• What the exercise asks:
Copy out the records that follow, leaving every character as it is.

• Dataset records:
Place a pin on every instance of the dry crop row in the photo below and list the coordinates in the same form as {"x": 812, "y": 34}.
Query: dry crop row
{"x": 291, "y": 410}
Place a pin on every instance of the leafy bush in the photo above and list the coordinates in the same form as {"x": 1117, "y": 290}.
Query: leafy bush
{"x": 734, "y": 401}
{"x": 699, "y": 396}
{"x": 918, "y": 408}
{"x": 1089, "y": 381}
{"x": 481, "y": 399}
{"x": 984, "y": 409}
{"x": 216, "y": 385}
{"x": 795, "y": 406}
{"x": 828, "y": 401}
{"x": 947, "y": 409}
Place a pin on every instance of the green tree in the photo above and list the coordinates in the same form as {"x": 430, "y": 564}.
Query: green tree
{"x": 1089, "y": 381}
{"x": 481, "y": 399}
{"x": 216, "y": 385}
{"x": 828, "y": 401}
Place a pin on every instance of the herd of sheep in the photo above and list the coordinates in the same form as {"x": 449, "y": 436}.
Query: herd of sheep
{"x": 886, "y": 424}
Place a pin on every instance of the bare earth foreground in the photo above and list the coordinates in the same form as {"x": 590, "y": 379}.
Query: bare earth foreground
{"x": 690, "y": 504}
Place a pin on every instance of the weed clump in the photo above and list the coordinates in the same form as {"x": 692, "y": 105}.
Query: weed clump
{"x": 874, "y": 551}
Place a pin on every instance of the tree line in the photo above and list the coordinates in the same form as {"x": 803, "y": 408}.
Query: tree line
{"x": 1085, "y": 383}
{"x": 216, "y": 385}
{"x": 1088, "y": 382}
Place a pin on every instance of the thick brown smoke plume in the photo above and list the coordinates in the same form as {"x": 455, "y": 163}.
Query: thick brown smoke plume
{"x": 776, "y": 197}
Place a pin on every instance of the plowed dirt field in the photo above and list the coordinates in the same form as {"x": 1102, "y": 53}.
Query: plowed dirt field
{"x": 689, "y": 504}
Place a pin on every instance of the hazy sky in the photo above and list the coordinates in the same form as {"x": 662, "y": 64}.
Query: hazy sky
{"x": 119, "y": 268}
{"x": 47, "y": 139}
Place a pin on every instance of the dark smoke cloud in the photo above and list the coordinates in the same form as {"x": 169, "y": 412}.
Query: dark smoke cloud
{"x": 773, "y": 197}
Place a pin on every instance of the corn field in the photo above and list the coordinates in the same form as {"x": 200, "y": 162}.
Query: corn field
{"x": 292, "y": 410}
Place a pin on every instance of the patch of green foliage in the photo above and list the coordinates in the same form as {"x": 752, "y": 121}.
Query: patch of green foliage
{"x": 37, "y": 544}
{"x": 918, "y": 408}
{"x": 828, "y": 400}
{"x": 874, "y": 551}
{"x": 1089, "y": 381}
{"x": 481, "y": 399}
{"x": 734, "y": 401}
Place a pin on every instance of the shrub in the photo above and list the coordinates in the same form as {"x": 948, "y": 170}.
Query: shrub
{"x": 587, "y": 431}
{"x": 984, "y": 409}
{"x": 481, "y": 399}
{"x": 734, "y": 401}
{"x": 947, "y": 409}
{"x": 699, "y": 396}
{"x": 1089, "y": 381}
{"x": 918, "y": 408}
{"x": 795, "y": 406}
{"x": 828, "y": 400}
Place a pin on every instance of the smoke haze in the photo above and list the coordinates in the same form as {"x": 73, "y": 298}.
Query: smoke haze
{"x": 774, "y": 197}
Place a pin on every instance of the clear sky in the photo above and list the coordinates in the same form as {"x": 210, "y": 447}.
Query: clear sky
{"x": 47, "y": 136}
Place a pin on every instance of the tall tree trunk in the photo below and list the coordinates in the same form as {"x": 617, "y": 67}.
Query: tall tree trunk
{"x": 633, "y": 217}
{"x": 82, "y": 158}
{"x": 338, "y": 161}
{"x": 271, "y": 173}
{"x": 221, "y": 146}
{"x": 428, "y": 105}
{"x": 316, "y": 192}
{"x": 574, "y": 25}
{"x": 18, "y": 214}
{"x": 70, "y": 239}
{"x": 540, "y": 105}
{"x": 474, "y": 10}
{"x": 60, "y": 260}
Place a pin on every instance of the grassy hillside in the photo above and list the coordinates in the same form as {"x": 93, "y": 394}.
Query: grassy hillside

• Written solution:
Place a pin on every instance of the dry crop row in the photo below and list the coordinates in the same form as {"x": 812, "y": 34}.
Query: dry crop row
{"x": 291, "y": 410}
Place a pin on every instance of the leafy bush in the photo above and list the coordinates in the same form as {"x": 1117, "y": 290}.
Query: leafy bush
{"x": 734, "y": 401}
{"x": 699, "y": 396}
{"x": 918, "y": 408}
{"x": 1089, "y": 381}
{"x": 481, "y": 399}
{"x": 984, "y": 409}
{"x": 216, "y": 385}
{"x": 795, "y": 406}
{"x": 828, "y": 401}
{"x": 947, "y": 409}
Place a pin on every instance of the green tree in the photo above and list the coordinates in the same form as {"x": 430, "y": 564}.
Query: green tree
{"x": 1089, "y": 381}
{"x": 481, "y": 399}
{"x": 216, "y": 385}
{"x": 828, "y": 401}
Place a pin on every instance of the herd of sheep in the photo above and list the coordinates in the same form as {"x": 449, "y": 436}.
Query: herd of sheep
{"x": 886, "y": 424}
Place a pin on every instance of the bare earth foreground in the photo above and list the coordinates in the same form as {"x": 590, "y": 379}.
Query: bare earth foreground
{"x": 690, "y": 504}
Place a pin on every instance of the weed clump in the photo above and list the coordinates in the same form as {"x": 692, "y": 105}.
Query: weed clump
{"x": 874, "y": 551}
Place a pin on every instance of the tree line in the photo above and list the coordinates in the same form as {"x": 803, "y": 408}.
Query: tree line
{"x": 1085, "y": 383}
{"x": 216, "y": 385}
{"x": 1088, "y": 382}
Place a pin on every instance of the thick brown smoke plume in the photo above and list the coordinates in the same form as {"x": 455, "y": 163}.
Query: thick brown smoke plume
{"x": 776, "y": 197}
Place a pin on every instance of the plowed dirt field in the photo above and list the coordinates in the same form as {"x": 1102, "y": 53}.
Query: plowed dirt field
{"x": 689, "y": 504}
Place a pin on every instance of the hazy sky in the photo above and list the coordinates in the same form as {"x": 662, "y": 64}.
Query: hazy sky
{"x": 119, "y": 268}
{"x": 47, "y": 139}
Place a pin on every instance of the dark smoke cloud in the photo above and list the coordinates in the same form as {"x": 169, "y": 412}.
Query: dark smoke cloud
{"x": 773, "y": 197}
Place a pin on every instance of the corn field in the photo above and list the coordinates in the same form as {"x": 200, "y": 162}.
Query: corn field
{"x": 292, "y": 410}
Place a pin on every instance of the patch of green foliage in the photo above and list the coordinates in the same form as {"x": 752, "y": 121}.
Query: patch of green foliage
{"x": 37, "y": 544}
{"x": 918, "y": 408}
{"x": 828, "y": 400}
{"x": 874, "y": 551}
{"x": 1089, "y": 381}
{"x": 481, "y": 399}
{"x": 734, "y": 401}
Place a pin on every instance of the shrub in the photo above and list the coordinates in the same form as {"x": 948, "y": 170}.
Query: shrub
{"x": 587, "y": 431}
{"x": 984, "y": 409}
{"x": 481, "y": 399}
{"x": 734, "y": 401}
{"x": 947, "y": 409}
{"x": 699, "y": 396}
{"x": 1089, "y": 381}
{"x": 918, "y": 408}
{"x": 795, "y": 406}
{"x": 828, "y": 400}
Place a pin on every instance of the smoke haze in the photo above and list the coordinates in the same form as {"x": 73, "y": 298}.
Query: smoke haze
{"x": 774, "y": 197}
Place a pin on every instance of the clear sky in the photo above and list the coordinates in the same form as {"x": 210, "y": 447}.
Query: clear sky
{"x": 47, "y": 136}
Place a pin on every instance of the tall tree trunk in the photo below and list the coordinates in the same form as {"x": 617, "y": 67}.
Query: tall tree trunk
{"x": 633, "y": 217}
{"x": 82, "y": 158}
{"x": 338, "y": 161}
{"x": 271, "y": 173}
{"x": 221, "y": 146}
{"x": 428, "y": 105}
{"x": 316, "y": 192}
{"x": 574, "y": 25}
{"x": 18, "y": 214}
{"x": 70, "y": 239}
{"x": 540, "y": 105}
{"x": 474, "y": 10}
{"x": 60, "y": 260}
Place a pin on every instance of the grassy hillside in the photo above and list the coordinates in the same form as {"x": 93, "y": 394}.
Query: grassy hillside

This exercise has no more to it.